═══ Source data ═══

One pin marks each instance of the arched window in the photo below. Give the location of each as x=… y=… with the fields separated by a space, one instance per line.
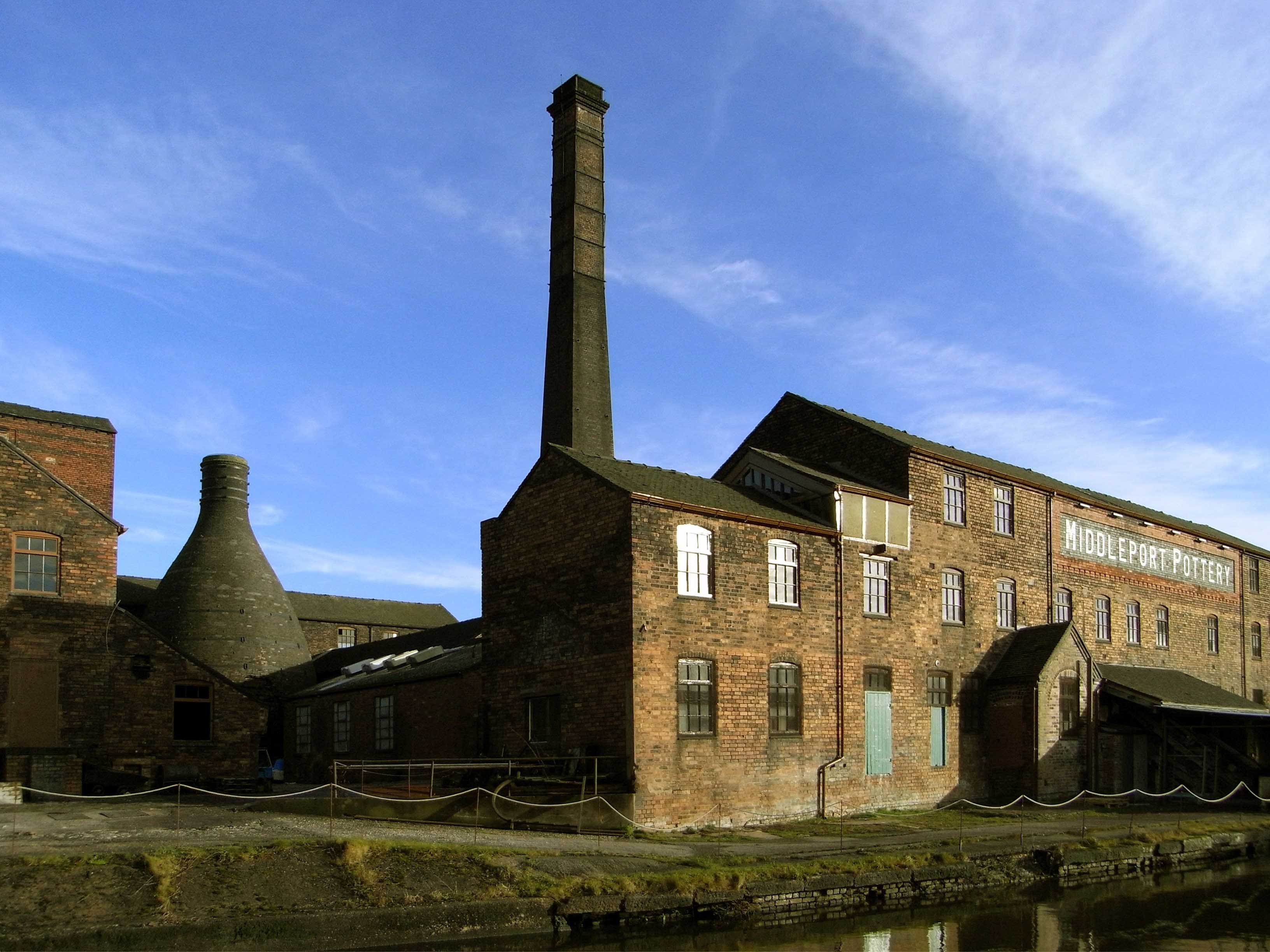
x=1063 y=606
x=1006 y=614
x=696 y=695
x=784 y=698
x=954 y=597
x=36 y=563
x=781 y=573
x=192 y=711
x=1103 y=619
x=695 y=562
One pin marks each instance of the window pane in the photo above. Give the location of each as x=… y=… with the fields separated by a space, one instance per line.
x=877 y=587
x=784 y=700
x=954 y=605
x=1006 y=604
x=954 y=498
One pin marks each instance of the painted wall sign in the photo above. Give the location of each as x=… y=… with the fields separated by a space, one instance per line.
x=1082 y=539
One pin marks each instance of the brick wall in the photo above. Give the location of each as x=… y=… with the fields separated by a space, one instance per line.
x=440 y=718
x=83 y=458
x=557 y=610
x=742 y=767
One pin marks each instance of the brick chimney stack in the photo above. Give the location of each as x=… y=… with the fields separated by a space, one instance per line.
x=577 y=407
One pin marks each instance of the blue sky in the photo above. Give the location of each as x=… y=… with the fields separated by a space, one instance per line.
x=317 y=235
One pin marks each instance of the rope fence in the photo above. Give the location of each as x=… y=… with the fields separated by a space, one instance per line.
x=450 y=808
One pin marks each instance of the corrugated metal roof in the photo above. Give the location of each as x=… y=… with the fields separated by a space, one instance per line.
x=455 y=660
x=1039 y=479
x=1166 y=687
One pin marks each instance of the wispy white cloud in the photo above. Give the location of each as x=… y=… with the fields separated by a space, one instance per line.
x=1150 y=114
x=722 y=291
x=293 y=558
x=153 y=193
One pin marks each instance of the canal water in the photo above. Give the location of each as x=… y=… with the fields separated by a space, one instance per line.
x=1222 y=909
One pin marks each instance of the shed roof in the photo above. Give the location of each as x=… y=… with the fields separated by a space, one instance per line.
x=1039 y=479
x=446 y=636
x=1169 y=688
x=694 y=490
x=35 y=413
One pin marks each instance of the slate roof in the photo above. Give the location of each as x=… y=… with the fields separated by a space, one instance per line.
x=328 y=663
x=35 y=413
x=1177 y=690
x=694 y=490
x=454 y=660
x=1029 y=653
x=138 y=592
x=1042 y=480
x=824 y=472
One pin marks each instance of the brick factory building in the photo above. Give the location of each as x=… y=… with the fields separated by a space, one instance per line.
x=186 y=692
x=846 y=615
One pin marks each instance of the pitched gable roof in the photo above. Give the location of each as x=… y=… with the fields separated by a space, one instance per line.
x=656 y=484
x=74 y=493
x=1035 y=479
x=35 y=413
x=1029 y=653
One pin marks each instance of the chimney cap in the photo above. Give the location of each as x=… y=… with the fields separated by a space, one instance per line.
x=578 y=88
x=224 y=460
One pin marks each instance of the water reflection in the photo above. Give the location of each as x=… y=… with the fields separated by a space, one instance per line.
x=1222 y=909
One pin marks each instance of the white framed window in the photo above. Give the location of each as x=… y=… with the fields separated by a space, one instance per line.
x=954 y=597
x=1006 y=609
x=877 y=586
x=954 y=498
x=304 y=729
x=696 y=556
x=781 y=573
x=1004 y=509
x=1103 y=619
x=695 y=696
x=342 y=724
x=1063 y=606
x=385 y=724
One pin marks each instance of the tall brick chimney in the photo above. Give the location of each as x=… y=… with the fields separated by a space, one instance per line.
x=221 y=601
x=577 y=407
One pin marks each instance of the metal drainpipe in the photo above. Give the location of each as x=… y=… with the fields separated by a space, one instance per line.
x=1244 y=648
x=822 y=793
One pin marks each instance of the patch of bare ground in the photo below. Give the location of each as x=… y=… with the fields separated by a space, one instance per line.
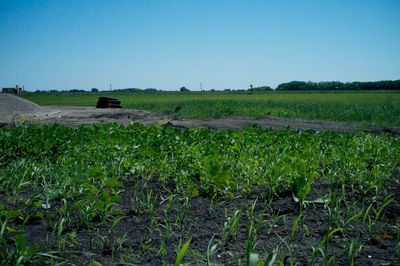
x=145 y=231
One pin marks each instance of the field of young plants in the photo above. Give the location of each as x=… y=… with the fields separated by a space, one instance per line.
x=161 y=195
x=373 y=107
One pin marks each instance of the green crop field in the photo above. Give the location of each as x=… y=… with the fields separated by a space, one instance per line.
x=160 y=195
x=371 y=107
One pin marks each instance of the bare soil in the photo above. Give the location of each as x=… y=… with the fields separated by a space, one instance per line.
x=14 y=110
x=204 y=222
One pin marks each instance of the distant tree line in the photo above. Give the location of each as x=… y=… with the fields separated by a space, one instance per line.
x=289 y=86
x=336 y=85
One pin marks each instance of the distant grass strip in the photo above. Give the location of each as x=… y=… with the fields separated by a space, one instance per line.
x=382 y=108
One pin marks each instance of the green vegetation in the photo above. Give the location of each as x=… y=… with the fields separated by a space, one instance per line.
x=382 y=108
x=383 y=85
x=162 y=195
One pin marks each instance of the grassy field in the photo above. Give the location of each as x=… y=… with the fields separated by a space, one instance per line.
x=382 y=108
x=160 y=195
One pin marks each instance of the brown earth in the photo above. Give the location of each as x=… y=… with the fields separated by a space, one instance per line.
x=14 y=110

═══

▶ Exercise aim:
All of the material should be written out again exactly, apart from the pictures.

▶ Task output:
One pin marks each instance of the arched window in the photo below. Give the location of each as x=… y=… with the fields separated by a space, one instance per line.
x=1063 y=606
x=1006 y=614
x=696 y=695
x=784 y=698
x=954 y=597
x=36 y=563
x=781 y=573
x=192 y=711
x=1103 y=619
x=695 y=562
One pin marks each instance of the window pane in the photo above. Give the location of each as x=… y=… with the fields separated by a space, one instance per line.
x=877 y=587
x=784 y=700
x=954 y=605
x=1006 y=604
x=954 y=498
One pin marks each instance of the painted wall sign in the photo above. Give the location of each as x=… y=… with the fields separated by a space, one instance per line.
x=1082 y=539
One pin marks each instance of the brick wall in the photo above. Give the location of each as x=… y=… with the fields separated by a space, one instance per line.
x=440 y=718
x=83 y=458
x=557 y=610
x=742 y=767
One pin marks each instance of the brick chimney stack in the photo above. Give the location of each as x=… y=… with the fields separated by a space, one instance per line.
x=577 y=407
One pin marks each instance of the blue sky in the photo above. Give the location of each as x=… y=… with the fields separated by a space, one instance per line.
x=317 y=235
One pin marks each instance of the rope fence in the photo above. Give the location of each as x=… y=… with the fields separated by a space, one instance per line.
x=450 y=808
One pin marks each instance of the corrugated metal roof in the photo above. Give the location of each as x=… y=… with the fields separated by a space, one instance per line.
x=455 y=660
x=1039 y=479
x=1166 y=687
One pin marks each instance of the wispy white cloud in the photo above. Give the location of each as x=… y=… with the fields separated by a space, one instance per line.
x=1150 y=114
x=722 y=291
x=293 y=558
x=153 y=193
One pin marks each instance of the canal water in the photo above. Give the location of each as x=… y=… with the fields separated by a space, one instance per line.
x=1222 y=909
One pin marks each instance of the shed roof in the photo above. Give the location of each as x=… y=… with the fields separated by a space, one instance per line.
x=1039 y=479
x=446 y=636
x=1169 y=688
x=694 y=490
x=35 y=413
One pin marks each instance of the slate roof in the photo above. Give the location of each as x=… y=… with the fields separated by a space, one instance per line.
x=328 y=663
x=35 y=413
x=1177 y=690
x=694 y=490
x=454 y=660
x=1029 y=653
x=138 y=592
x=1042 y=480
x=824 y=472
One pin marks each instance of the brick factory building in the photo above. Give the location of each as x=… y=… with the fields separated by a space, one instance per line.
x=186 y=692
x=846 y=615
One pin marks each instance of the pitched gable roof in the photo above. Give the location of each as x=… y=… with the fields separated by a space, one instance per line.
x=656 y=484
x=74 y=493
x=1035 y=479
x=35 y=413
x=1029 y=653
One pin marks each instance of the chimney cap in the photo above. Give the location of each as x=… y=… with the fields separated by a space, one instance per line.
x=578 y=88
x=224 y=460
One pin marks each instance of the water reflection in the photo above. Give the location of each as x=… y=… with the fields separated by a space, one instance per line.
x=1222 y=909
One pin marks each instance of the white framed window in the photo above. Give the location of each as x=… y=… with the fields separated by a space, one instance per line.
x=954 y=597
x=1006 y=609
x=877 y=586
x=954 y=498
x=304 y=729
x=696 y=556
x=781 y=573
x=1004 y=509
x=1103 y=619
x=695 y=696
x=342 y=724
x=1063 y=606
x=385 y=724
One pin marks each instance of the tall brick chimney in the photo above. Give the location of each as x=… y=… with the fields separated by a space, one instance per line.
x=221 y=601
x=577 y=407
One pin marks each instance of the metal drainpipe in the photo above. Give the location of each as x=… y=… with the fields separated by a space, one instance per line.
x=1244 y=648
x=822 y=793
One pin marks each instance of the patch of bare ground in the photo below. Give the location of each as x=… y=… with the fields separated by a space, one instance per line.
x=145 y=231
One pin marks each instance of the field of young plants in the photo above. Give the location of each as x=… y=… with the fields separated by a space, one instance per line.
x=161 y=195
x=373 y=107
One pin marks each instance of the green crop field in the photo above. Give the location of each as x=… y=… with the fields separated by a space, one instance per line.
x=160 y=195
x=371 y=107
One pin marks each instance of the bare soil in the photo above. Give the location of each as x=… y=… with the fields separated by a space, one instance per line.
x=14 y=110
x=204 y=222
One pin marks each instance of the distant tree line in the photo above. Give the location of each as x=… y=… with the fields separated by a space, one instance per line.
x=289 y=86
x=336 y=85
One pin marks each instance of the distant grass strip in the photo above. Give the location of each as x=… y=… with the fields separated by a space, one instance per line.
x=382 y=108
One pin marks each instance of the green vegetation in the photo above. Give the location of each as x=… y=… with the fields separated by a space, one instance per line.
x=382 y=108
x=383 y=85
x=162 y=195
One pin marks each instance of the grassy field in the photo above. Give the location of each as x=… y=… with the fields separated by a space, one instance per line.
x=382 y=108
x=160 y=195
One pin marks each instance of the brown earth in the photo above. Give the location of each as x=… y=… with the fields separated by a space, one instance per line.
x=14 y=110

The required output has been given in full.